How many lines in the records below contain the string "house", with matching case? Reply with the number alone.
>>>>
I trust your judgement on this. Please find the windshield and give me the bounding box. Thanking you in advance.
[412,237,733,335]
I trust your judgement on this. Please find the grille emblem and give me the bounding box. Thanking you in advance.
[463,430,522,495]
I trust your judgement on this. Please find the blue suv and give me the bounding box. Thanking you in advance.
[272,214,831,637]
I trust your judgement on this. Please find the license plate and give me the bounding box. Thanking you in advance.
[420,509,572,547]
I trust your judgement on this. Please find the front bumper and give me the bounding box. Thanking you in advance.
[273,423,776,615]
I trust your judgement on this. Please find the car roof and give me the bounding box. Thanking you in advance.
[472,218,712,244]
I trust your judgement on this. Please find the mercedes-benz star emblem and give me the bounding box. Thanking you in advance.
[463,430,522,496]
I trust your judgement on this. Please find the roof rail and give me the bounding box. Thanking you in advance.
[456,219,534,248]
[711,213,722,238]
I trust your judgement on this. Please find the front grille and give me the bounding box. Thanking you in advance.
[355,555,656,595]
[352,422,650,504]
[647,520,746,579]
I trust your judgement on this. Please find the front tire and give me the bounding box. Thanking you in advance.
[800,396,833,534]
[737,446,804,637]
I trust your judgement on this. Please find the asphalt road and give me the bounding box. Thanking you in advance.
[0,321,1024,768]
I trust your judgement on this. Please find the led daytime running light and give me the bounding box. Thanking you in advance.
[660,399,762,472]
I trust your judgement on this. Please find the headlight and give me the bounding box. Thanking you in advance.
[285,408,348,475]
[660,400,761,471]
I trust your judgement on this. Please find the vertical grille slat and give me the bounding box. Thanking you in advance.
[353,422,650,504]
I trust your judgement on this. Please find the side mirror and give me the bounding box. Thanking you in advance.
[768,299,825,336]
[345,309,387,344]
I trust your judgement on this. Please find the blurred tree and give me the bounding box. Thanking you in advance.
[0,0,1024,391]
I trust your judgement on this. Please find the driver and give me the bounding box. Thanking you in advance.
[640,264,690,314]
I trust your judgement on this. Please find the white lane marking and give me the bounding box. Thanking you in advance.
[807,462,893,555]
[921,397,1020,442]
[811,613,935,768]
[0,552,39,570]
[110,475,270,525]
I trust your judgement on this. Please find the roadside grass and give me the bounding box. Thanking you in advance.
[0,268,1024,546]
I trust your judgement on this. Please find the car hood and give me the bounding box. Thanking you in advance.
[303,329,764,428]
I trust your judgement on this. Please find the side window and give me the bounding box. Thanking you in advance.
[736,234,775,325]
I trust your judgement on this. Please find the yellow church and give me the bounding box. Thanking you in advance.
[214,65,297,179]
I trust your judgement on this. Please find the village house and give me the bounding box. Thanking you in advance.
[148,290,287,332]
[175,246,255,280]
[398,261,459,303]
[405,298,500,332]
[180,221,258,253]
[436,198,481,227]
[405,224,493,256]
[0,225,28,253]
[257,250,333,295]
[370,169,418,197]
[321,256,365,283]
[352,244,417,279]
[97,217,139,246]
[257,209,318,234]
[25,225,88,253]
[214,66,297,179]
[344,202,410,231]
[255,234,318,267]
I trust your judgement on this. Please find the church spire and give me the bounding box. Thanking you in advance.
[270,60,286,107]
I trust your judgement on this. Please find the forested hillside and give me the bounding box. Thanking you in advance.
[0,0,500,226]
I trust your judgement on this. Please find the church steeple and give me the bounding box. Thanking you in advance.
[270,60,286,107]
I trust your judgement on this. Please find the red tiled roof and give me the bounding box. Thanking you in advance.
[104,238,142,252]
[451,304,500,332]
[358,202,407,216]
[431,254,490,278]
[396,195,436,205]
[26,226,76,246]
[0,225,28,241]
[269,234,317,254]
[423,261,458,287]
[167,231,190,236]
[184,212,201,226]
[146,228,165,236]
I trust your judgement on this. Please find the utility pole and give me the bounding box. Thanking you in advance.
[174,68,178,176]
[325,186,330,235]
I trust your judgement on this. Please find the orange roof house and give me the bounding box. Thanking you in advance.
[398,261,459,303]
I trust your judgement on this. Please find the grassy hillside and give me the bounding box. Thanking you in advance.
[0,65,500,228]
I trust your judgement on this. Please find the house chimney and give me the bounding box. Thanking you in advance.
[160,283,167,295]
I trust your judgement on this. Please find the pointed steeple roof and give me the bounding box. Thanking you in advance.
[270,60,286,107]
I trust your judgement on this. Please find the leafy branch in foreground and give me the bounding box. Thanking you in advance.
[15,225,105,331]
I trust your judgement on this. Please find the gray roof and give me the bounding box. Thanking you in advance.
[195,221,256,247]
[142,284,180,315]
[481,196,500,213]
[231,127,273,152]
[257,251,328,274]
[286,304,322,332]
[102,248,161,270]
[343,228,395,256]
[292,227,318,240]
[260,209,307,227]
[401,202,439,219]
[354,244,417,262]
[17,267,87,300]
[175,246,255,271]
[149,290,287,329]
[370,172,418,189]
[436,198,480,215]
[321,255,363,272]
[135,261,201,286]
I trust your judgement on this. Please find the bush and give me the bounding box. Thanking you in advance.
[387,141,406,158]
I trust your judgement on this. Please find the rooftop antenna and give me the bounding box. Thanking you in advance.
<<<<
* Completed exercise: 3